Tasks »
1 - Summarize the blog post about an unexpected question on having children in two sentences.
2 - Carry on the blog post about an unexpected question on having children from the point where it stops.

Friday, April 27, 2007

Surprised by Expectations

Interesting how I'm just going along, living my life in my post-LID, pre-adoption days, and run suddenly into those nefarious (or perhaps insidious) expectations of Bay-bee making.

Two different incidences:

* * * * *

I was hanging out with some acquaintances before a regular event we all enjoy, chatting and eating a bite of dinner.

Suddenly, Ms. Therapist turned to me and asks: Can I ask you a personal question?

Well, now, that's a big tip-off that something rude and intrusive is coming down the pike, right? I should said No, God! Spare Me The Nosy Questions, right then and there. Instead I grimaced wryly and said: People ask me personal questions all the time. Thinking to myself: But I may not chose to answer.

But I was truly surprised at her question: Do you and M ever think about having children?

LOLOL Well, I was so taken aback that I muttered: Well, that IS a personal question.

Pushing ahead obliviously, she continued: Because some couples decide to not have children...

I am surprised that this woman is a therapist or counselor of any sort. Where is her sensitivity? It's not like we are remotely close. She just seemed avidly curious. And if she was asking for herself rather than for her need to root around in our business, she could have asked me in private rather than in front of several of our acquaintances.

Meanwhile, it's flashing through my brain: Don't get upset, don't cry, don't get huffy, don't make a self-deprecating remark, don't tell them about any plans, don't give them anything to gossip over later... Don't you *dare* give *anything* to her!

And she continued: ... So I wondered if you all have thought about it...

I paused. I looked over at her with a controlled seethe, fluttered my lashes and said: All the time.

Dead silence.

This woman found a sudden interest in a completely different topic. No back pedaling, no apology. Maybe a sudden awareness that she was in deep shit and had to Get Out Now. Pretended like she had never asked.

Now she won't look at me any time I run into her in our regular group settings. I started wondering if I had been rude in my response. M reassured me that I had *not* been rude and had in fact handled it beautifully. I guess my semi-infamous "look" that is said to stop people in their tracks leaving wisps of smoke rising off their hair comes in handy now and again.

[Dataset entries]
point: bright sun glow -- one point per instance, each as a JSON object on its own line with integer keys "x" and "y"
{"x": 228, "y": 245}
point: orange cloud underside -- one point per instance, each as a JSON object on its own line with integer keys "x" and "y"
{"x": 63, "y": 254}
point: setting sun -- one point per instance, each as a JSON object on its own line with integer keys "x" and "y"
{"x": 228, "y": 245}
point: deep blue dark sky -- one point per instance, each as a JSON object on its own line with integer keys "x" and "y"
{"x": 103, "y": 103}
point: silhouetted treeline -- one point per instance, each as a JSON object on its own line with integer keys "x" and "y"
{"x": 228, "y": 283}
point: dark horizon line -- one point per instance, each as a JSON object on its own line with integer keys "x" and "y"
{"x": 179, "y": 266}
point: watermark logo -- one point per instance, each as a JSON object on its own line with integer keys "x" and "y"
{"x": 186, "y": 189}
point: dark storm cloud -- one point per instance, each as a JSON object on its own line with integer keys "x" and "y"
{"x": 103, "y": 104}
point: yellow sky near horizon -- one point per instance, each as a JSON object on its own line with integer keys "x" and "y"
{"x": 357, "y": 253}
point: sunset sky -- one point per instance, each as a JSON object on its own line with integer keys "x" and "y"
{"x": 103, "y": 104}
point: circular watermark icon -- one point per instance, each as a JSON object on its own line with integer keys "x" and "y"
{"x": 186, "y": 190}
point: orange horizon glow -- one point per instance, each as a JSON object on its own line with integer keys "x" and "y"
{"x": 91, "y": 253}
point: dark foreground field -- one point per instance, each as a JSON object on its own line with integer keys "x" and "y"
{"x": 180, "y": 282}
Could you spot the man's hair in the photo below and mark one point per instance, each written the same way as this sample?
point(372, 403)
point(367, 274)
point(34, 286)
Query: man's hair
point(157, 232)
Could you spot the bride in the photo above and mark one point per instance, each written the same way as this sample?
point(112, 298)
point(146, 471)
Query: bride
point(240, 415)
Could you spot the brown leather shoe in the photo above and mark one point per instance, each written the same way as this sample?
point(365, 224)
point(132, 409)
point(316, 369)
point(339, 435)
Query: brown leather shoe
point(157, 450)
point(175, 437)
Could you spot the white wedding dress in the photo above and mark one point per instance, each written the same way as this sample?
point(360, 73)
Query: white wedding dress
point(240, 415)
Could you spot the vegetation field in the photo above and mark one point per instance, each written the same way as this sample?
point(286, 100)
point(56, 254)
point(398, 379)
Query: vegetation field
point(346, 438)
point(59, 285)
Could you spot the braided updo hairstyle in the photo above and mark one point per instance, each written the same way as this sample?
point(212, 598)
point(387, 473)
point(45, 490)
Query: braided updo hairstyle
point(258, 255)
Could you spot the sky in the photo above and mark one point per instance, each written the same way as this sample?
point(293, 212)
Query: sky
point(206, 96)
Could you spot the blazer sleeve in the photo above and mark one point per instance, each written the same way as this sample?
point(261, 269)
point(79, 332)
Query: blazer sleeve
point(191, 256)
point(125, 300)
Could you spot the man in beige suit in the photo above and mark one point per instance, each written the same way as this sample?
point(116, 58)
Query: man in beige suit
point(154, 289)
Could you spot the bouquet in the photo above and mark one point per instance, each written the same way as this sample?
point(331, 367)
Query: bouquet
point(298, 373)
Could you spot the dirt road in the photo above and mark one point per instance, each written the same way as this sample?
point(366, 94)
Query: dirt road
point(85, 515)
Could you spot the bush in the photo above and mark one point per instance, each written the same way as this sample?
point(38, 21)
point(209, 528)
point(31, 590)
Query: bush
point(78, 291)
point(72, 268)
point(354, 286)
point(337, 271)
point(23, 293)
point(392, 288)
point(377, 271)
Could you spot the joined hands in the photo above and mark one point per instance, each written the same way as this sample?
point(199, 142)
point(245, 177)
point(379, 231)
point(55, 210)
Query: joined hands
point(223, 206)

Answers to the exercises »
1 - Living in post-LID, pre-adoption days, the writer is caught off guard when an acquaintance who is a therapist asks, in front of several others, whether the writer and M ever think about having children. The writer answers "All the time" with a controlled look, after which the woman drops the subject without apology and now avoids eye contact, and M reassures the writer that the reply was not rude.

2 -
God knows I have had my share of asinine remarks and rude questions. I guess I should be happy that I didn't get any *more* pissy about it or start running my mouth leading to kicking myself later.

* * * * *

And then there's a conversation I had with a Korean woman from one of my classes, which had a completely different outcome.

We've always been friendly to each other. She's one of those people with whom you instantly feel a kinship with, although we have never had much time to talk on a personal level, given the nature of our evenings and days.

But leaving class one week, we walk out together chatting. She says she has to hurry home because her husband is taking care of their children and finds it hard work. I joke that it's good for men to sometimes experience how much work caring for children can be! Maybe they'll appreciate a mother's work more! haha!

Then, of course, she asks me if I am married and have children. Yes but Nooo, I say. Oh! You are still in the honeymoon stage! She says impishly. I don't have the heart to tell her we have been married for 5 years and together for 9 and have long passed out of the honeymoon stage.

But the hallway is clear, and I give in to the urge to confide in her (matter of factly )that we are adopting... Oohh, She says, nodding. I can't tell her reaction, really, and I don't know if she will start asking more or even if she approves, given some Asian attitudes towards adoption. We pause to mull this over as we continue down the hall.

I tell her my husband is picking me up to go out for a dinner date. Her eyes get big. It's like your honeymoon, she repeats with some humor. We never get to go out to eat any more...

She tells me that she and her husband get married, then three months later (she holds up three fingers), she got pregnant, and she was sooo sick... (shaking her head with the memory). So, they didn't have much time with just the two of them, she says. She's smiling, but wistful. I just nod and make wry sympathetic noises of acknowledgment, because what else can I really say? I'd trade my honeymoon for your children? No, I don't think that's the answer even if it were remotely true. Sometimes it's enough to be witness to somebody else's reality. Or to exchange respectful sharings.

Which is why this did not rub me the wrong way, I think. We each shared some personal detail of our lives and trusted that the other would be sensitive about it.

Then her other friend comes to pick her up, and we leave waving our good byes.

* * * * *

Later I was musing that there's something about the married state that implies child-bearing/child-rearing.

Rhetorical question: why do people automatically assume that when you get married you either have children or you are making some choice to not have children, or just, "you can't."

One way or another, the Bay-bee issue is right there in your face. Perhaps it's that the membership in the Bay-bee club can stunt or cement relationships or give or withhold the supposed worthiness or "belonging" of a given person. Like one of my sisters suddenly became buddy-buddy with many of our cousins again after she joined that club and learned the secret Bay-bee handshake sealed with bay-bee spit up. How freakin annoying. The club atmosphere, not the spit up.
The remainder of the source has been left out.